### [Text segment]
╭──

Algorithm cuts VoIP bandwidth requirement

Posted: 14 Jan 2002 ?? ?Print Version ?Bookmark and Share

Keywords:algorithm? effnet? compressed real time protocol? communication protocol? voip?

Looking to reduce edge-access bottlenecks, Effnet Inc. has developed a licensable version of the Compressed Real-Time Protocol (CRTP) algorithm to support the real-time delivery of VoIP. The CRTP algorithm can compress a typical IPv4 header from 40 bytes to as little as 2 bytes, allowing a T1 line to increase its call capacity over 250 percent, the company said.

Header compression complements the voice payload compression typically handled by the G.7xx vocoder algorithms. "However, header compression becomes increasingly important as the size of the payload shrinks," said Rich Stamm, marketing director at Effnet. "CRTP compression will lower the bandwidth requirement by about 60 percent."

CRTP was developed in 1991 by Cisco Systems Inc. employees Steve Casner and Van Jacobsen for real-time applications. Defined by Internet Engineering Task Force RFC 2508, CRTP is used on a link-by-link basis to compress Internet Protocol, User Datagram Protocol (UDP) and Real-Time Protocol headers. "While it can be used to reduce the bandwidth, it can also be used to allow bigger voice samples for a given bandwidth, thereby improving voice quality," said Stamm.

╰──

### [Dataset section]
╭──

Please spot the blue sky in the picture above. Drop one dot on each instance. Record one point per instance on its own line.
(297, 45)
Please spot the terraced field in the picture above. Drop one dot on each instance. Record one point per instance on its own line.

╰──

### [Objectives]
- a) Rewrite the paragraph of the CRTP article that begins "CRTP was developed in 1991" as a short bulleted list that keeps its main facts.
- b) According to the CRTP article, how small can the CRTP algorithm make a typical IPv4 header?
- c) Substitute "last-mile" for "edge-access" in the stretch of the CRTP article from "Posted: 14 Jan" through "the company said.", and write out that stretch with the change.
The listing is separate material, apart from the CRTP article.

### [Exercise answers]
- a)
- Developed in 1991 for real-time applications by Steve Casner and Van Jacobsen, employees of Cisco Systems Inc.
- Defined by Internet Engineering Task Force RFC 2508
- Used on a link-by-link basis to compress Internet Protocol, User Datagram Protocol (UDP) and Real-Time Protocol headers
- Can reduce bandwidth or allow bigger voice samples for a given bandwidth, which improves voice quality, according to Stamm

- b) It can compress it from 40 bytes to as little as 2 bytes.

- c)
Posted: 14 Jan 2002 ?? ?Print Version ?Bookmark and Share

Keywords:algorithm? effnet? compressed real time protocol? communication protocol? voip?

Looking to reduce last-mile bottlenecks, Effnet Inc. has developed a licensable version of the Compressed Real-Time Protocol (CRTP) algorithm to support the real-time delivery of VoIP. The CRTP algorithm can compress a typical IPv4 header from 40 bytes to as little as 2 bytes, allowing a T1 line to increase its call capacity over 250 percent, the company said.